═══ SELECTED PASSAGE ═══
[llvm] [CAS] Add LLVMCAS library with InMemoryCAS implementation (PR #114096)

Steven Wu via llvm-commits llvm-commits at lists.llvm.org
Fri Aug 8 16:27:57 PDT 2025


================
@@ -0,0 +1,298 @@
+//===- llvm/CAS/ObjectStore.h -----------------------------------*- C++ -*-===//
+//
+// Part of the LLVM Project, under the Apache License v2.0 with LLVM Exceptions.
+// See https://llvm.org/LICENSE.txt for license information.
+// SPDX-License-Identifier: Apache-2.0 WITH LLVM-exception
+//
+//===----------------------------------------------------------------------===//
+
+#ifndef LLVM_CAS_OBJECTSTORE_H
+#define LLVM_CAS_OBJECTSTORE_H
+
+#include "llvm/ADT/StringRef.h"
+#include "llvm/CAS/CASID.h"
+#include "llvm/CAS/CASReference.h"
+#include "llvm/Support/Error.h"
+#include "llvm/Support/FileSystem.h"
═══ DATA ROWS ═══
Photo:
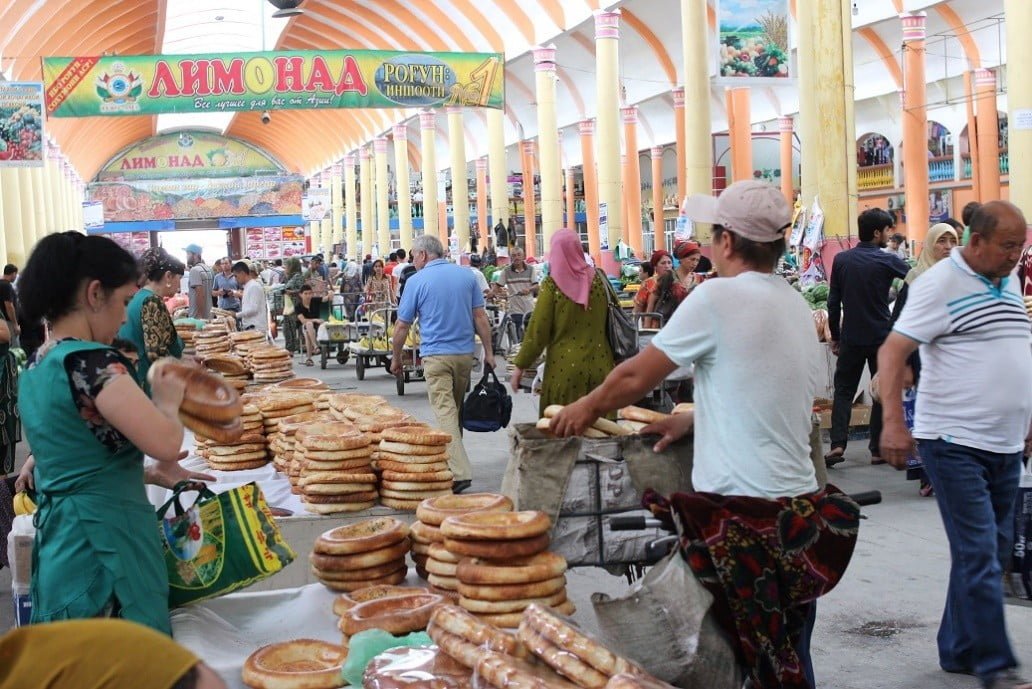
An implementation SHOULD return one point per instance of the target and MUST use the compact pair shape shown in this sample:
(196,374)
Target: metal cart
(369,326)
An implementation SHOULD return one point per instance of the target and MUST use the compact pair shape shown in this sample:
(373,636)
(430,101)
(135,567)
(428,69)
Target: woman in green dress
(149,325)
(569,324)
(97,551)
(291,291)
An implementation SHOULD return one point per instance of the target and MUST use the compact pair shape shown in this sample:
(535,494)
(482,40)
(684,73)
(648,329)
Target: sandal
(1008,679)
(836,456)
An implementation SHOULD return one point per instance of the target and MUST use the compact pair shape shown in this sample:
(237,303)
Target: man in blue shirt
(861,277)
(450,308)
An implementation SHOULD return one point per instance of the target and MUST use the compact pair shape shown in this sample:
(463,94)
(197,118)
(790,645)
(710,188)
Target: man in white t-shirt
(971,424)
(750,337)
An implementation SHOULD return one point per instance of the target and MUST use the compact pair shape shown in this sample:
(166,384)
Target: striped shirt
(976,357)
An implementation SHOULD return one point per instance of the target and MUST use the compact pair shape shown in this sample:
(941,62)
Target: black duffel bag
(488,405)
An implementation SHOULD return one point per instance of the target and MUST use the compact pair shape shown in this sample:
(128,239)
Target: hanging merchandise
(813,239)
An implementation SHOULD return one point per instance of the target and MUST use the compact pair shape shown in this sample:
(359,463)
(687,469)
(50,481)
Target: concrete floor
(875,630)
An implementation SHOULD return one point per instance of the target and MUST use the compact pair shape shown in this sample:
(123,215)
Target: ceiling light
(286,8)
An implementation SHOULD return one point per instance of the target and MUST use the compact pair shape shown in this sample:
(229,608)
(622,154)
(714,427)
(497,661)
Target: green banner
(273,80)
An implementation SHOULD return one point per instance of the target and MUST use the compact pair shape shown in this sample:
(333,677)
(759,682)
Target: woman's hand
(166,390)
(167,474)
(25,480)
(516,378)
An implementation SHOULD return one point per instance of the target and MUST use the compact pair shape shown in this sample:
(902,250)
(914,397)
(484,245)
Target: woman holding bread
(89,423)
(569,323)
(149,325)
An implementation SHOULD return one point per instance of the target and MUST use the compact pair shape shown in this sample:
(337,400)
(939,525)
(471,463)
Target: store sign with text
(21,124)
(79,87)
(752,40)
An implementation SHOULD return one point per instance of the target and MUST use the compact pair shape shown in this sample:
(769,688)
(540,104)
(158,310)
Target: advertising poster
(188,154)
(93,215)
(183,199)
(752,40)
(21,124)
(78,87)
(317,203)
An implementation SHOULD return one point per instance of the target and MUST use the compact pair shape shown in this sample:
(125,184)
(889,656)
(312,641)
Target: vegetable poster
(753,40)
(21,124)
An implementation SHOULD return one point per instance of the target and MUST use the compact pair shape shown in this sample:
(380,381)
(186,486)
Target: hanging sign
(752,40)
(270,80)
(21,124)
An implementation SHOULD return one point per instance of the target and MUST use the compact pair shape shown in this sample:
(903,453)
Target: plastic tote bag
(221,544)
(488,405)
(1020,579)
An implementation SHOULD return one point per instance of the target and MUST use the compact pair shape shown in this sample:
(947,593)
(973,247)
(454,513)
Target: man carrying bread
(750,337)
(450,307)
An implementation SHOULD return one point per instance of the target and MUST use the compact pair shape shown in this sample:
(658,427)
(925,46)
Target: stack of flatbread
(335,468)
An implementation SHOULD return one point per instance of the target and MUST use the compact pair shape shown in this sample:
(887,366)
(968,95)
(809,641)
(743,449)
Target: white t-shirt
(755,353)
(254,307)
(975,386)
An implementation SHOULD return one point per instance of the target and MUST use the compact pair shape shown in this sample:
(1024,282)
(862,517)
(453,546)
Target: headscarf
(927,258)
(657,256)
(567,266)
(91,654)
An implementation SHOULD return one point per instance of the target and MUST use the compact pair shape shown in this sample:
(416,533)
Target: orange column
(972,133)
(989,133)
(571,221)
(682,182)
(633,181)
(914,127)
(482,227)
(787,185)
(586,129)
(529,203)
(740,129)
(657,222)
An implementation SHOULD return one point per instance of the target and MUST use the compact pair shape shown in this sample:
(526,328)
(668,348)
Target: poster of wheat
(753,40)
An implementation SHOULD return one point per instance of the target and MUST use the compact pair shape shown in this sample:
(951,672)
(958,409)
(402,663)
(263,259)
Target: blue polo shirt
(443,296)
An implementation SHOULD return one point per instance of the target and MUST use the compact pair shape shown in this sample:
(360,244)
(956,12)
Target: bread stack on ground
(248,452)
(271,364)
(281,441)
(414,461)
(366,553)
(433,562)
(212,340)
(505,565)
(335,468)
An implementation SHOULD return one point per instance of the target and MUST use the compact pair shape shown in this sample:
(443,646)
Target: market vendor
(751,339)
(149,325)
(97,551)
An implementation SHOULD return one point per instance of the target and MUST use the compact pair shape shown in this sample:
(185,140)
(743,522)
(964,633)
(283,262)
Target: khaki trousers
(447,378)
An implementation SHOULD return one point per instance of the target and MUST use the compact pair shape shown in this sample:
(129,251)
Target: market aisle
(875,630)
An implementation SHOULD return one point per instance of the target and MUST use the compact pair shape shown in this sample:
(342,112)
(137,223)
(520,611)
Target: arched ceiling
(963,34)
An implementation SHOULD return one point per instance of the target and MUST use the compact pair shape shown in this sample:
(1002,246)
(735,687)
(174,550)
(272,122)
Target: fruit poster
(21,124)
(183,199)
(752,40)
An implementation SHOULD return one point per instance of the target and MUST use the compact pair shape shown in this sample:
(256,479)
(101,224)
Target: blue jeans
(975,491)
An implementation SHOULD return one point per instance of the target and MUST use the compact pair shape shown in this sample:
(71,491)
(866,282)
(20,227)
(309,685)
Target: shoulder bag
(619,327)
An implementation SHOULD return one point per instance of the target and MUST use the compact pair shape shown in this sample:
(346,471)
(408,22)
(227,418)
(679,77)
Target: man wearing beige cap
(750,337)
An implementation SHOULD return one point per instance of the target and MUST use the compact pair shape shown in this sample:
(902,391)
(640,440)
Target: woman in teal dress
(569,324)
(97,551)
(149,325)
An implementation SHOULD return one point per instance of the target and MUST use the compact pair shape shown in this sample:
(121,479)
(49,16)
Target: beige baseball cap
(753,209)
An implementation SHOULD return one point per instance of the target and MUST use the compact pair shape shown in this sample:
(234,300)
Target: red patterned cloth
(763,559)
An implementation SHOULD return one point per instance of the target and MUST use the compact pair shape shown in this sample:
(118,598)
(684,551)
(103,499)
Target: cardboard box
(861,416)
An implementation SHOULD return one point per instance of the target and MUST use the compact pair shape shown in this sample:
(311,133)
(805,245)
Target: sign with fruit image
(753,40)
(21,124)
(189,154)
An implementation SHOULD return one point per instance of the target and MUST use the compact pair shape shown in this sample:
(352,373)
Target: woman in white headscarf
(938,242)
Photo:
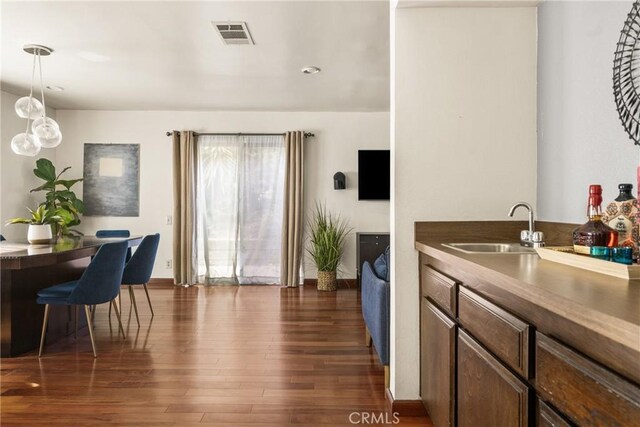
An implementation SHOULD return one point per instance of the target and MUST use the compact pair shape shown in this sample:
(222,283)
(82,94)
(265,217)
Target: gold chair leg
(387,376)
(44,328)
(117,310)
(133,302)
(146,291)
(93,343)
(75,333)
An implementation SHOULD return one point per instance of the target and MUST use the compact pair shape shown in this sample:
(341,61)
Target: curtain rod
(306,134)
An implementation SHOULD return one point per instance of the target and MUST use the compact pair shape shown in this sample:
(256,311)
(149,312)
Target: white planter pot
(39,234)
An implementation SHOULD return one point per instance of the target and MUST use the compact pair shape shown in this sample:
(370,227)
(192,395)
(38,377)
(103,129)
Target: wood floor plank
(227,356)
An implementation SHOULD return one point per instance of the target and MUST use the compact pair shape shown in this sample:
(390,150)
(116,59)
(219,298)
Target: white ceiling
(141,55)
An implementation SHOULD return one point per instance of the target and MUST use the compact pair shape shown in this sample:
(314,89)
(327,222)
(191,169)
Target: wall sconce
(339,181)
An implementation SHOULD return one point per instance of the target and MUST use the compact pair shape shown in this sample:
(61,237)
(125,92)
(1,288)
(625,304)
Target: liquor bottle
(594,232)
(621,215)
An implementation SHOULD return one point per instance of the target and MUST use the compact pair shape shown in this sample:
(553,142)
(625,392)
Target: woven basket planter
(327,281)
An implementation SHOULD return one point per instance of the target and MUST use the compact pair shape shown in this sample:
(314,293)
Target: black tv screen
(374,174)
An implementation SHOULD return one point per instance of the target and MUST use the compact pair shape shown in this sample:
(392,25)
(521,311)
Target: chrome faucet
(529,238)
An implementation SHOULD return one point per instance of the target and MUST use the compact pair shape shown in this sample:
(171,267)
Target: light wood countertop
(581,307)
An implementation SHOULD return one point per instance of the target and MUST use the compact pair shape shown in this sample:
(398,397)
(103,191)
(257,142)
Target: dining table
(25,270)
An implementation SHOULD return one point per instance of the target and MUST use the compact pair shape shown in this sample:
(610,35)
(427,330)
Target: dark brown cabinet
(503,334)
(547,417)
(437,379)
(488,394)
(584,391)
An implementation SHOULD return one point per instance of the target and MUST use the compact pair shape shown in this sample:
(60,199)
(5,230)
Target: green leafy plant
(59,198)
(327,233)
(41,216)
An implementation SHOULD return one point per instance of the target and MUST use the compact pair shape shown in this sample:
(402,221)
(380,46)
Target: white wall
(465,140)
(334,148)
(16,175)
(581,140)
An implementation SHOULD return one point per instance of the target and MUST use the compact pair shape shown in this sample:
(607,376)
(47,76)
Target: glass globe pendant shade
(29,107)
(41,120)
(25,144)
(49,136)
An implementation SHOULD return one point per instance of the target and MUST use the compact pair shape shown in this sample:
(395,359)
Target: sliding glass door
(240,188)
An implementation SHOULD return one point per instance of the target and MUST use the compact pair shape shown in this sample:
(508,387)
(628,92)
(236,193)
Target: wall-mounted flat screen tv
(374,174)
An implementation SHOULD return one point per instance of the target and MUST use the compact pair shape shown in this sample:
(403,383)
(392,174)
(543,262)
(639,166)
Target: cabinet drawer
(502,333)
(547,417)
(441,289)
(584,391)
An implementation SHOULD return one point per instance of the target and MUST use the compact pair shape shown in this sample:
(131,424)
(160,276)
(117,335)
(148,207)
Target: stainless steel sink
(490,248)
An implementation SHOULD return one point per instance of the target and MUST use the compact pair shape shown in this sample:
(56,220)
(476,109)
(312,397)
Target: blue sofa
(376,307)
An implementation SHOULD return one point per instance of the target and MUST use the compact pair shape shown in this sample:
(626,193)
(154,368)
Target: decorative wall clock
(626,74)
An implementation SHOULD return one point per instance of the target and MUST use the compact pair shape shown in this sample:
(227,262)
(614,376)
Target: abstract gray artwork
(111,179)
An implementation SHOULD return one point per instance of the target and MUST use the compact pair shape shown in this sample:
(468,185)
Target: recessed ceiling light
(310,69)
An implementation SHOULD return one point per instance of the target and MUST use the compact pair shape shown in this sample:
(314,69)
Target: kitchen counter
(596,314)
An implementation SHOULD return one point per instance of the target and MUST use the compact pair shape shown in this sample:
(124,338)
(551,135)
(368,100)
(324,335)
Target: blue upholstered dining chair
(138,269)
(99,283)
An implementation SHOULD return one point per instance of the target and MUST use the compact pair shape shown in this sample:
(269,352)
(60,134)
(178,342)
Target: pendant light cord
(33,76)
(44,107)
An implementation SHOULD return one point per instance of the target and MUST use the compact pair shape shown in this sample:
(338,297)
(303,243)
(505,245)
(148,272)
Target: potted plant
(59,198)
(327,233)
(39,224)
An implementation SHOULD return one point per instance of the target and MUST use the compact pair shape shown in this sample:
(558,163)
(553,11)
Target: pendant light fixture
(43,131)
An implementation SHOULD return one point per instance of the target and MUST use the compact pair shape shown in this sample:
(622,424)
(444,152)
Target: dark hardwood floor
(251,355)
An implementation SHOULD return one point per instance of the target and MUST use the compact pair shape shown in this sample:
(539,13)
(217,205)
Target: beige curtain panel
(184,213)
(293,218)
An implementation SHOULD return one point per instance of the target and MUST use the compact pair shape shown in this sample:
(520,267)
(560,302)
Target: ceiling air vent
(233,32)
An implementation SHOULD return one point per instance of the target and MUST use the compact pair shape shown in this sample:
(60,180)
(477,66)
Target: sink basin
(490,248)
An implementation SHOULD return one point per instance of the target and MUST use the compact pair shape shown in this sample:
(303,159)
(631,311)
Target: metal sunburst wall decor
(626,74)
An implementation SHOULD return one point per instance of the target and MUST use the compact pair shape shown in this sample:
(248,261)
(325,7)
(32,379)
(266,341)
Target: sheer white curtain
(239,208)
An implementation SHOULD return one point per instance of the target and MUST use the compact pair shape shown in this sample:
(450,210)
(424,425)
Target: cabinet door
(488,393)
(437,364)
(547,417)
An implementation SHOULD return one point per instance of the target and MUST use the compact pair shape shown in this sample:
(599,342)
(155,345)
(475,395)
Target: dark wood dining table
(26,269)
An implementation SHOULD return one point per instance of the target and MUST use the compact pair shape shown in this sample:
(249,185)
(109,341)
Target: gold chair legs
(89,313)
(146,291)
(114,304)
(44,328)
(93,343)
(367,337)
(132,296)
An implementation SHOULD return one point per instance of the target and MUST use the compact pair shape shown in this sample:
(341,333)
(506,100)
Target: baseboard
(405,408)
(160,281)
(342,283)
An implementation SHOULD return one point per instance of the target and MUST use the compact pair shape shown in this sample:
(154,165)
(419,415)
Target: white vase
(39,234)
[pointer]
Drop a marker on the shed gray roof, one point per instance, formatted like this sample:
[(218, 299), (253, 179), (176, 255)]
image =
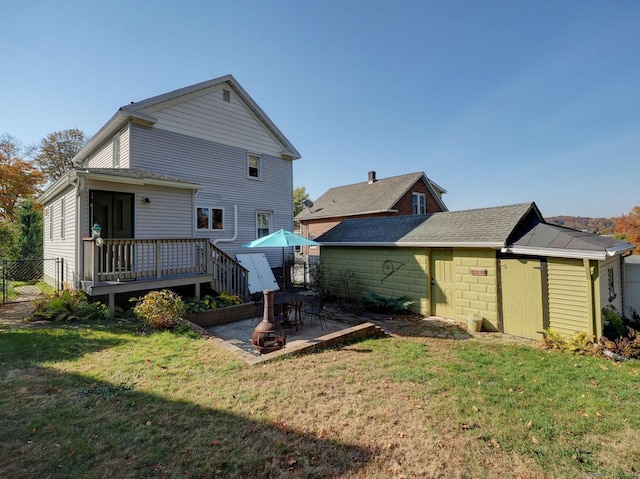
═══
> **TASKS**
A – In the LLVM CAS mailing-list post, echo the part that opens with the words containing "Steven Wu via" and closes with "with LLVM Exceptions.".
B – Answer these questions about the LLVM CAS mailing-list post:
(i) What is the number of the pull request named in its title?
(ii) Which header file path appears on the first line of the added code?
(iii) Under what license does the code state it is part of the LLVM Project?
C – Pick up the LLVM CAS mailing-list post where it stops and continue it.

> **TASK RESULTS**
A –
Steven Wu via llvm-commits llvm-commits at lists.llvm.org
Fri Aug 8 16:27:57 PDT 2025


================
@@ -0,0 +1,298 @@
+//===- llvm/CAS/ObjectStore.h -----------------------------------*- C++ -*-===//
+//
+// Part of the LLVM Project, under the Apache License v2.0 with LLVM Exceptions.

B –
(i) 114096
(ii) llvm/CAS/ObjectStore.h
(iii) The Apache License v2.0 with LLVM Exceptions

C –
+#include <cstddef>
+
+namespace llvm {
+
+class MemoryBuffer;
+template <typename T> class unique_function;
+
+namespace cas {
+
+class ObjectStore;
+class ObjectProxy;
+
+/// Content-addressable storage for objects.
+///
+/// Conceptually, objects are stored in a "unique set".
+///
+/// - Objects are immutable ("value objects") that are defined by their
+///   content. They are implicitly deduplicated by content.
+/// - Each object has a unique identifier (UID) that's derived from its content,
+///   called a \a CASID.
+///     - This UID is a fixed-size (strong) hash of the transitive content of a
+///       CAS object.
+///     - It's comparable between any two CAS instances that have the same \a
+///       CASIDContext::getHashSchemaIdentifier().
+///     - The UID can be printed (e.g., \a CASID::toString()) and it can parsed
+///       by the same or a different CAS instance with \a
+///       ObjectStore::parseID().
+/// - An object can be looked up by content or by UID.
+///     - \a store() is "get-or-create"  methods, writing an object if it
+///       doesn't exist yet, and return a ref to it in any case.
+///     - \a loadObject(const CASID&) looks up an object by its UID.
+/// - Objects can reference other objects, forming an arbitrary DAG.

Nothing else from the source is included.